» **Task item**: All of the data is to be written out again exactly, without the pictures.

» **Record set**:
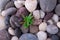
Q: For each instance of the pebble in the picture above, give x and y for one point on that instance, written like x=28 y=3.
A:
x=24 y=30
x=18 y=32
x=9 y=11
x=34 y=29
x=28 y=36
x=37 y=21
x=54 y=37
x=58 y=24
x=36 y=14
x=9 y=5
x=15 y=21
x=55 y=18
x=22 y=11
x=41 y=35
x=48 y=16
x=19 y=4
x=57 y=10
x=11 y=31
x=43 y=26
x=50 y=21
x=48 y=5
x=14 y=38
x=42 y=14
x=52 y=29
x=3 y=4
x=31 y=5
x=2 y=23
x=4 y=35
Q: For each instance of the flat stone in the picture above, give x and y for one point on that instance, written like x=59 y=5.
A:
x=43 y=26
x=52 y=29
x=47 y=5
x=9 y=5
x=57 y=10
x=41 y=35
x=28 y=36
x=14 y=38
x=36 y=14
x=3 y=4
x=9 y=11
x=32 y=5
x=11 y=31
x=4 y=35
x=34 y=29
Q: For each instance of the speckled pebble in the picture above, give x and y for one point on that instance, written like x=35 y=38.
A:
x=57 y=10
x=48 y=5
x=43 y=26
x=55 y=18
x=31 y=5
x=11 y=31
x=36 y=14
x=14 y=38
x=28 y=36
x=34 y=29
x=41 y=35
x=9 y=11
x=52 y=29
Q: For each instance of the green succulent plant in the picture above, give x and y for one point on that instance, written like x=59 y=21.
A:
x=28 y=20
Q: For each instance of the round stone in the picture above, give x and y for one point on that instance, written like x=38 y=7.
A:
x=42 y=14
x=4 y=35
x=55 y=18
x=18 y=32
x=57 y=10
x=43 y=26
x=3 y=4
x=11 y=31
x=9 y=11
x=34 y=29
x=14 y=38
x=48 y=5
x=15 y=21
x=41 y=35
x=58 y=24
x=19 y=4
x=24 y=30
x=52 y=29
x=2 y=23
x=22 y=11
x=9 y=5
x=32 y=5
x=48 y=16
x=28 y=36
x=36 y=14
x=54 y=37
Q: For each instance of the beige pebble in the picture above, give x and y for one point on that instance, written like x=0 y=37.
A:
x=43 y=26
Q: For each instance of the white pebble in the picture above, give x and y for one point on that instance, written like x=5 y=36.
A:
x=58 y=24
x=19 y=4
x=11 y=31
x=55 y=18
x=14 y=38
x=50 y=21
x=43 y=26
x=31 y=5
x=36 y=14
x=42 y=14
x=41 y=35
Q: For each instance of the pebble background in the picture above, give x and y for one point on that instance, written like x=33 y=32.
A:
x=46 y=19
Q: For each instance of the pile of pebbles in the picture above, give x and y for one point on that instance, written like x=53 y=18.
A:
x=46 y=21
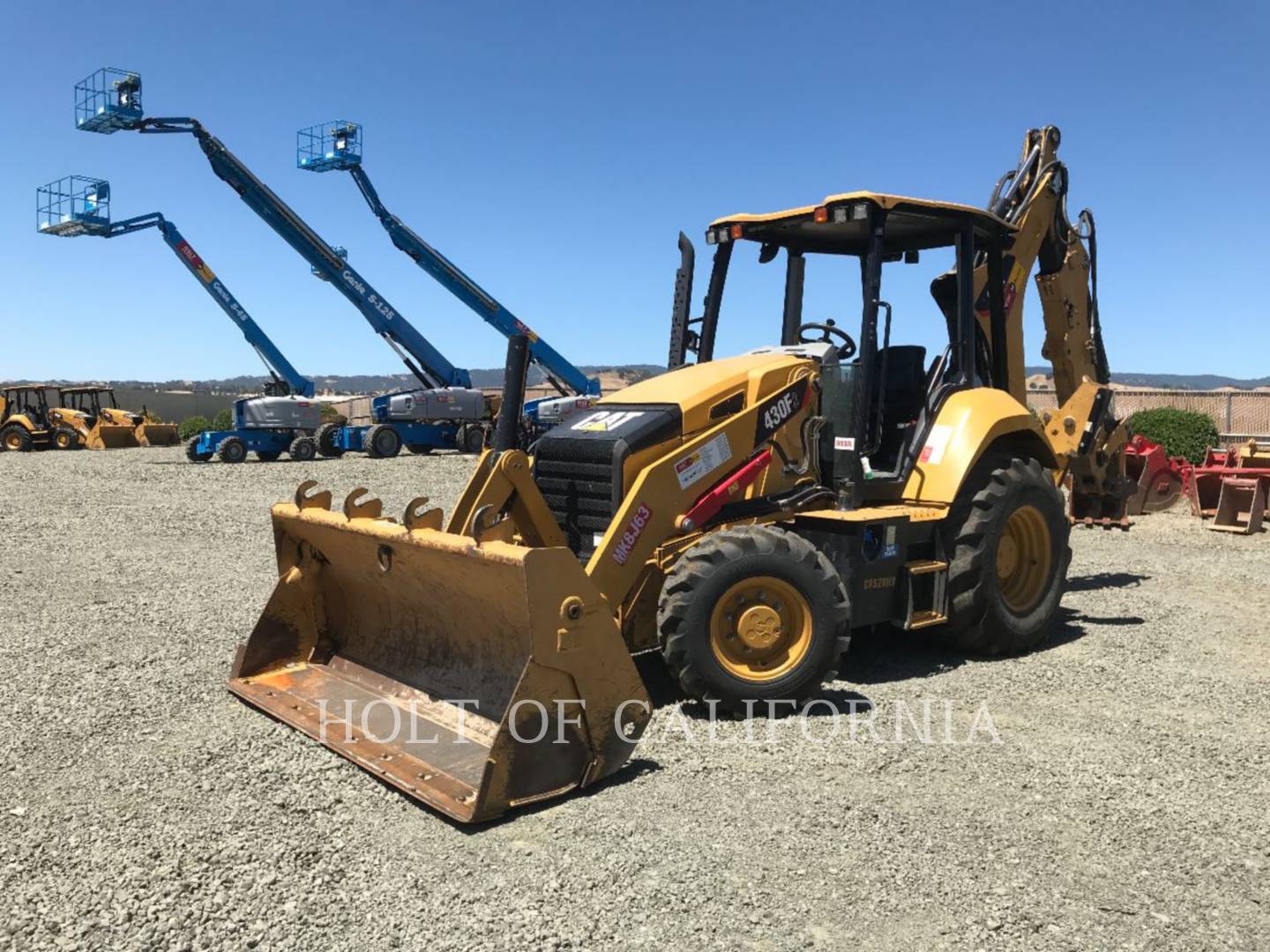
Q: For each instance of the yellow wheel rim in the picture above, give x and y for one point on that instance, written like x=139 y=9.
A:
x=761 y=628
x=1024 y=556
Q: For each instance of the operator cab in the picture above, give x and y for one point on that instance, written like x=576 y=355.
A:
x=86 y=400
x=26 y=400
x=878 y=398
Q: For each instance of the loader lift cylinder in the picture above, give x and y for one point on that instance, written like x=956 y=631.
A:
x=507 y=429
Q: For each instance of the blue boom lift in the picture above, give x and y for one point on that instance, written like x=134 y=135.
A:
x=280 y=420
x=446 y=413
x=338 y=146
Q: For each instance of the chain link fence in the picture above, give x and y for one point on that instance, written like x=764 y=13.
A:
x=1238 y=414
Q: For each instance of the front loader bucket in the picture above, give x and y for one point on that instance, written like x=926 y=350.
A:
x=474 y=677
x=156 y=435
x=111 y=435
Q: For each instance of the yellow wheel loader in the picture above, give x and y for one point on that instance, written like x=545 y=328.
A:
x=739 y=516
x=25 y=420
x=98 y=421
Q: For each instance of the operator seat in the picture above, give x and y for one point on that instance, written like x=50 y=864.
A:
x=902 y=401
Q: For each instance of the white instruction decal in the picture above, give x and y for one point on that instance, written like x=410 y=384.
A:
x=703 y=462
x=937 y=443
x=606 y=420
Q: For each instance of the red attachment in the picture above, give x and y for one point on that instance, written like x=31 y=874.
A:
x=1159 y=478
x=724 y=492
x=1204 y=481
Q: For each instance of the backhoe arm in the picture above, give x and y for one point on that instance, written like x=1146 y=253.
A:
x=1084 y=432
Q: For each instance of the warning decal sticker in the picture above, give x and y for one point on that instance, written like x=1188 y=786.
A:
x=704 y=461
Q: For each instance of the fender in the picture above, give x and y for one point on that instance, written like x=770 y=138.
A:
x=968 y=426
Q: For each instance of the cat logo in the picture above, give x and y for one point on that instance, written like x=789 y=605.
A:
x=606 y=420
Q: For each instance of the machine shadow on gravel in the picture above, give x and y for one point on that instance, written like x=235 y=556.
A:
x=632 y=770
x=1105 y=580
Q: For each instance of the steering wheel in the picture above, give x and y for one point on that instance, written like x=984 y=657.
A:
x=846 y=348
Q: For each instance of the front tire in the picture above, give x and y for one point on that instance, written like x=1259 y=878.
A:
x=231 y=450
x=1009 y=562
x=752 y=614
x=383 y=441
x=16 y=438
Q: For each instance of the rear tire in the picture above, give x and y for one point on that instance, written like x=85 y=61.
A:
x=231 y=450
x=326 y=441
x=1009 y=556
x=16 y=438
x=303 y=449
x=192 y=452
x=383 y=442
x=752 y=614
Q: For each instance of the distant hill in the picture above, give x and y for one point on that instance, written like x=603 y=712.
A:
x=351 y=385
x=1174 y=381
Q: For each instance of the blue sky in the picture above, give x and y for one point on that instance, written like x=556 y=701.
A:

» **Result of this task**:
Q: For each instance of the pebble in the picture above, give x and y for one point on that instance, written like x=28 y=3.
A:
x=24 y=30
x=18 y=32
x=9 y=11
x=34 y=29
x=28 y=36
x=37 y=21
x=54 y=37
x=58 y=24
x=36 y=14
x=9 y=5
x=15 y=21
x=55 y=18
x=22 y=11
x=41 y=35
x=48 y=16
x=19 y=4
x=57 y=10
x=11 y=31
x=43 y=26
x=50 y=21
x=48 y=5
x=14 y=38
x=42 y=14
x=52 y=29
x=3 y=4
x=31 y=5
x=2 y=23
x=4 y=35
Q: For each instance of the flat stone in the picture above, give x and y for one point on that instance, written like x=59 y=5.
A:
x=43 y=26
x=52 y=29
x=47 y=5
x=9 y=5
x=57 y=10
x=41 y=35
x=28 y=36
x=14 y=38
x=36 y=14
x=3 y=4
x=9 y=11
x=32 y=5
x=11 y=31
x=4 y=35
x=34 y=29
Q: For each instance of the speckled pebble in the picture above, give x and y for one point on that instance, written like x=35 y=38.
A:
x=57 y=10
x=48 y=5
x=43 y=26
x=55 y=18
x=31 y=5
x=11 y=31
x=36 y=14
x=14 y=38
x=28 y=36
x=34 y=29
x=41 y=35
x=9 y=11
x=52 y=29
Q: For each instance of the green succulent plant in the picture above, give x and y for one point on that instance, written like x=59 y=21.
A:
x=28 y=20
Q: For each instance of the round stone in the picture above, give x and y for one point on that instance, written like x=38 y=7.
A:
x=42 y=14
x=4 y=35
x=55 y=18
x=18 y=32
x=57 y=10
x=43 y=26
x=3 y=4
x=11 y=31
x=9 y=11
x=34 y=29
x=14 y=38
x=48 y=5
x=15 y=21
x=41 y=35
x=58 y=24
x=19 y=4
x=24 y=30
x=52 y=29
x=2 y=23
x=22 y=11
x=9 y=5
x=32 y=5
x=48 y=16
x=28 y=36
x=36 y=14
x=54 y=37
Q: For each instance of the beige pebble in the picture above, give x and y for one point on that instance, written like x=0 y=37.
A:
x=43 y=26
Q: For each instance of the white pebble in the picture above, give x and y for one point on that instance, written like x=5 y=36.
A:
x=58 y=24
x=19 y=4
x=11 y=31
x=55 y=18
x=14 y=38
x=50 y=21
x=43 y=26
x=31 y=5
x=36 y=14
x=42 y=14
x=41 y=35
Q: For each instance of the pebble background in the picture above, give x and y for one point on that instance, written like x=33 y=32.
A:
x=46 y=19
Q: For each instance of the pile of pebbles in the picture above, give x and y for one point on that instance, written like x=53 y=18.
A:
x=46 y=21
Q: For each instance of the yellow wheel rim in the picture above, give x and y for one point on that instance, written like x=139 y=9.
A:
x=761 y=628
x=1024 y=556
Q: For each instance of the operator cab in the picture above, give x and y for one point on that instance, written like x=576 y=355.
A:
x=86 y=400
x=26 y=400
x=878 y=398
Q: For each instance of the loader lift cylinder in the picture above, give x and y for one point on that instance, written like x=956 y=631.
A:
x=507 y=429
Q: For each instance of the blue boom lift in the picture above, give x and y for one point on that instance, written like x=134 y=135.
A:
x=280 y=420
x=446 y=413
x=338 y=146
Q: For each instance of the chain link fence in the picture above, give x and y for one point on that instance, written like x=764 y=13.
A:
x=1238 y=414
Q: For each instance of the front loader bucket in the picture above, give x and y for one point on that instance, written like x=926 y=350.
A:
x=474 y=677
x=156 y=435
x=111 y=435
Q: For each instance of the yellow wheel loader in the picture above, give x and y for one point on that instance, written like x=545 y=328.
A:
x=739 y=516
x=25 y=420
x=98 y=421
Q: For each instance of the operator seat in the picture above, give x and y for one point on that instance, written like x=50 y=864.
A:
x=902 y=401
Q: For each instance of the white instruction decal in the picture above, give x and y for one point on that instance, written like x=410 y=384.
A:
x=703 y=462
x=937 y=443
x=606 y=420
Q: For each instance of the red attachment in the picture above, give x and y for one point on that instance, written like x=31 y=874.
A:
x=1159 y=478
x=724 y=492
x=1204 y=481
Q: For each instance of the backhoe arm in the picture above, give x and y for one point on that instance, written like x=1146 y=253.
A:
x=1084 y=432
Q: For each instance of the warning decal sticker in the picture above, give x and y for one point on that instance, written like x=1188 y=786.
A:
x=704 y=461
Q: For each instance of the fender in the picture above, give x and y for one point on that instance, written like x=770 y=138.
A:
x=968 y=426
Q: For each instance of the cat logo in the picture above, give x and y for one point on that instance, written like x=789 y=605.
A:
x=606 y=420
Q: For each instance of the machine shadow on gravel in the picture above, give x and y for one point on that instance, written like x=235 y=556.
A:
x=632 y=770
x=1105 y=580
Q: For each instance of the steering wheel in the picture above, give x and y for one point on that instance, written like x=984 y=657.
A:
x=846 y=348
Q: For each instance of the front tire in the picture above, give x and y for one point on that instance, written like x=1259 y=878.
A:
x=231 y=450
x=1009 y=562
x=752 y=614
x=383 y=441
x=16 y=438
Q: For each instance of the rear tire in the picture above, give x and y for one point on that instance, written like x=85 y=61.
A:
x=231 y=450
x=326 y=441
x=1009 y=556
x=16 y=438
x=303 y=449
x=192 y=452
x=383 y=442
x=752 y=614
Q: For each instance of the distant hill in the picture above, give x and y for one point on that instance, written like x=603 y=712.
A:
x=351 y=385
x=1174 y=381
Q: For each instance of the blue sky in the picture above, give x and y for one point on that instance, written like x=556 y=701.
A:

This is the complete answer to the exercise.